I wasn't aware Arthur C Clarke had said it until you sent me looking for his quote. I do agree with him though.  When things go wrong in our lives we have bad luck and misfortune.  When things go right it is miraculous and fortuitous.

I've had fibromyalgia for 20 years and less common autoimmune condition called CIU.  The I in CIU stands for idiopathic which is medical speak for we don't have a bloody clue why this is happening but unlike with fibromyalgia we can't say it's all in the head because we can see it.

The fibromyalgia cannot be seen and it's so random, it wasn't that long ago I'd have been accused of having a wandering womb for unnatural behaviour (within Arthur C Clarke's lifetime) or could have charged a witch with putting a spell on me or my illness be blamed on my loose morals and karma.  Medical advice around the condition is to offer medication that they have no clue why it might work, graded exercise which is harmful etc When my fibromyalgia started to get better my doctor said I had been "lucky".  Well no I had just taken copious notes and worked out what worked for me.  It was a tad more scientific than luck.  Had I been religious, I bet people would be calling it a miracle.  If I had been religious some people may even say I was ill so long because I lacked faith.

- **WHAT YOU NEED TO DO**: Extend the account of living with fibromyalgia and CIU past its final sentence.

- **SUPPLIED INFORMATION**:
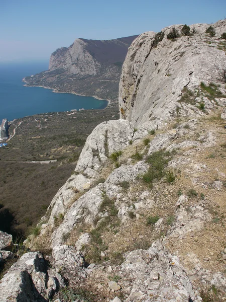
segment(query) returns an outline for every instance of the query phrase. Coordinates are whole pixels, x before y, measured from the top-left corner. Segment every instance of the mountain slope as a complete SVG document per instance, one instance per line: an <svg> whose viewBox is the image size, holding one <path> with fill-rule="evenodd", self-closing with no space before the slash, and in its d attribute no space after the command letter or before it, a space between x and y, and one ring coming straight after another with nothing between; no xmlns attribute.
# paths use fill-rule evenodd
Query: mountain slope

- **RESPONSE AREA**:
My CIU can be treated to a point but beyond calling it idiopathic, and having a basic idea they need to keep my histamine levels down,  again  the doctors understanding of it isn't much beyond a pox on you.  I know that meditation works if a person is going into anaphylaxis - not because of any "magic" but because histamine levels rising also raises hormones like cortisol causing panic and stress, bringing them down can make the difference between an airway closing completely or not.  However, even in 2021 someone who is using their rosary or saying prayers to similar effect may call it a "miracle".

Miracles, karma, luck and magic still happen in this world but they're words we use even in 2021 for things that happen that we don't understand why.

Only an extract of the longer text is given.